YOUR OBJECTIVE> Arrange everything from the line containing "Here's a bet: you won't be able to pinpoint the orange" down to the end of the items as a JSON list of strings, with one string per line and blank lines left out.

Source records
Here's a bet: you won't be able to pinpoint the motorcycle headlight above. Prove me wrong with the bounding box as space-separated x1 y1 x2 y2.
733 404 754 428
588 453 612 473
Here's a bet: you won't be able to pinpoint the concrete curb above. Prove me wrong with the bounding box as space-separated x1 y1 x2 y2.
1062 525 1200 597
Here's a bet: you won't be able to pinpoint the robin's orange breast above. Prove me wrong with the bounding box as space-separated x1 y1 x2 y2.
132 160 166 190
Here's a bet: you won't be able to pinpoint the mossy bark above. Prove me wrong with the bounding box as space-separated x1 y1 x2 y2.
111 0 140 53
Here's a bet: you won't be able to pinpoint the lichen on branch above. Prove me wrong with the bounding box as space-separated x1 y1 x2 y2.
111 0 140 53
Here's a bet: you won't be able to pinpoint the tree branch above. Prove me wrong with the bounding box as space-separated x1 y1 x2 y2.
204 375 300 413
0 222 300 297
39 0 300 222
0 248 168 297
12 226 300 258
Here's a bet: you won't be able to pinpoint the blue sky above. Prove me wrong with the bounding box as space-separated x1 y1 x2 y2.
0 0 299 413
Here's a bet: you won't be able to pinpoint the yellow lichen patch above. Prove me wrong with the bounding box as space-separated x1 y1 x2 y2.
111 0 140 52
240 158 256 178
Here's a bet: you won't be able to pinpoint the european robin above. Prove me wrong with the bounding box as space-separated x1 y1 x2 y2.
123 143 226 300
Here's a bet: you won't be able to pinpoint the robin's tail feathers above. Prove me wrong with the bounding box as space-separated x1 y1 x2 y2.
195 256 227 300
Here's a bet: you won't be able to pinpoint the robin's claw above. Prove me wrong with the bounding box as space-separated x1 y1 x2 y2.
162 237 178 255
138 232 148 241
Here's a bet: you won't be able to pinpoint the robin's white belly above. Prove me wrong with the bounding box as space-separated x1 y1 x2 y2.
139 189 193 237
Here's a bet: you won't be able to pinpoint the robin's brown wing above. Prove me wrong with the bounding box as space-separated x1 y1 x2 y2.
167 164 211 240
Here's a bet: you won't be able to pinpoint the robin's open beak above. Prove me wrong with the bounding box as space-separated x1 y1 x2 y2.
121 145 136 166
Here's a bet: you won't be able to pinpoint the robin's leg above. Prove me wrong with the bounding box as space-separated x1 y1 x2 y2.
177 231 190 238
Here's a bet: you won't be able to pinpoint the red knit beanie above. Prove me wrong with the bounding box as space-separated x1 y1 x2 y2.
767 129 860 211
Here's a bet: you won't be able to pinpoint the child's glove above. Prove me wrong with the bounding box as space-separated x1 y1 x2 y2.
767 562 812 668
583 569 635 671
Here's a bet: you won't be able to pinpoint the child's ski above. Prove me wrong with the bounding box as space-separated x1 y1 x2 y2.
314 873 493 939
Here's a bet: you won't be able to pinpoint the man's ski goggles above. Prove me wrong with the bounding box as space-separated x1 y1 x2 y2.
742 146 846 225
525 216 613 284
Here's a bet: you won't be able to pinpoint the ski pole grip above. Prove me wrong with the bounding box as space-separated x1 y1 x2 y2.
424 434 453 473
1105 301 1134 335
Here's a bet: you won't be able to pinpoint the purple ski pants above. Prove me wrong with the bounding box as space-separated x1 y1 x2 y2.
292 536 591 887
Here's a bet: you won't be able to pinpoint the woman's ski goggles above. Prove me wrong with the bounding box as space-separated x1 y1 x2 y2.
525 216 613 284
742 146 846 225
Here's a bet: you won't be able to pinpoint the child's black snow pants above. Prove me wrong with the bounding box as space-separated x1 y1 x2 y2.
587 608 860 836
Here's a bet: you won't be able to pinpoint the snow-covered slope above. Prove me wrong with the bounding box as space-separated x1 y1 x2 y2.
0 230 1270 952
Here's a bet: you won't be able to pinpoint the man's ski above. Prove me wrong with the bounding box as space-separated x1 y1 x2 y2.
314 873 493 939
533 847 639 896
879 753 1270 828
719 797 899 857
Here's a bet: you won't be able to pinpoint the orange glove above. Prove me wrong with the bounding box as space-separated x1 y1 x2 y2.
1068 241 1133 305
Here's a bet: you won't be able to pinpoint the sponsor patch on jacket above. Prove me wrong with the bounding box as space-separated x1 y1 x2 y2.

ANSWER TO THIS PROBLEM>
[
  "Here's a bet: you won't be able to pinpoint the orange glove above. Prove me wrong with the bounding box as space-separated x1 y1 x2 y2.",
  "1068 241 1133 305",
  "Here's a bet: you won't be able to pinpoint the sponsor patch on jacket above. Prove me wrong with the bounding box as space-separated x1 y1 x2 y2."
]